→ Exercise requirements
Extend the passage on separately tracking energy flows by direction, starting after its final sentence.

6.2.  Separately Tracking Energy Flows by Direction

   In some cases it may be desired to separately track the flows of
   energy into or out of a device, PI, or component for those that
   support bi-directional power flow.  When the direction of power flow
   changes within a reporting period, the opposite flows cancel each
   other out, giving a correct indication of the net flow, but lacking
   the tracking of the total in each direction.  Doing this is readily
   accomplished by having two PIs in place of one, or two components in
   place of one.  Each is used only for a single direction of power
   flow.  In this way, the separate directions are correctly tracked,
   and by summation, the net flow can be calculated.  Implementations
   which desire this (batteries being a prime example) can do this, and
   those that do not simply use a single PI or component.  This ability
   adds no data fields or complexity to the ER framework.

→ Rows
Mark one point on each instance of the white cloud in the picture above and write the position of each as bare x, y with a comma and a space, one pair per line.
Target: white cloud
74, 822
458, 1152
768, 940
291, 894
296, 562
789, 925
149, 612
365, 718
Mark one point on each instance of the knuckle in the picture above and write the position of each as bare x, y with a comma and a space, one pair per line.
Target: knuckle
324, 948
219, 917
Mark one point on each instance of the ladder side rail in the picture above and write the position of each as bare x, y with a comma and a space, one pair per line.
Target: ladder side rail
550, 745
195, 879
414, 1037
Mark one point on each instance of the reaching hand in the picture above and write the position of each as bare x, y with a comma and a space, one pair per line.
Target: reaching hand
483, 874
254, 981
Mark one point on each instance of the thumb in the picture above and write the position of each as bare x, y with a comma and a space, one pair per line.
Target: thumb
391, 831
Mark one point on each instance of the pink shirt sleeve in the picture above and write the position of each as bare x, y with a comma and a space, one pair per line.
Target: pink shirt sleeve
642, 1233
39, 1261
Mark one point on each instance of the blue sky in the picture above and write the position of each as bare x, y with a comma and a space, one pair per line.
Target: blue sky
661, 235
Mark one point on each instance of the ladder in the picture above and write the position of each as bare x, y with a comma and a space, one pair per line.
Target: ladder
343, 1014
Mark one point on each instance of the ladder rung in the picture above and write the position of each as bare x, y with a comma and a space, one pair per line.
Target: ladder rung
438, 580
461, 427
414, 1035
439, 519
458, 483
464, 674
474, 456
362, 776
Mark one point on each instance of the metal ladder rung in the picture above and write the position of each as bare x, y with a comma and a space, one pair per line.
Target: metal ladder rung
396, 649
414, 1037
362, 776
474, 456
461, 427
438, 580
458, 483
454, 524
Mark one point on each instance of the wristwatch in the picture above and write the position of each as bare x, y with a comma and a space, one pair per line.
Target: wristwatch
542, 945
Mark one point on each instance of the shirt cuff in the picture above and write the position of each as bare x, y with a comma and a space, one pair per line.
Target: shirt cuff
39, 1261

→ Response to the exercise
6.3.  Aggregate Devices

   An aggregate device is a not a real device, but an information
   construct to represent the summation of data across a set of energy
   objects.  It has a UUID as any device does, has no power interfaces
   (since it does not interact with power in the real world), and has
   one or more components.  Each component of an aggregate device can be
   any type of energy object.  Commonly, all objects in an aggregate
   object will be of the same type (all devices, all PIs, or all
   components) but this is not required.  A device may or may not report
   any data for the UUIDs in the aggregate object components; all that
   is required is to have the component UUIDs.  The aggregate device
   concept introduces no new data items to the EMAN structure.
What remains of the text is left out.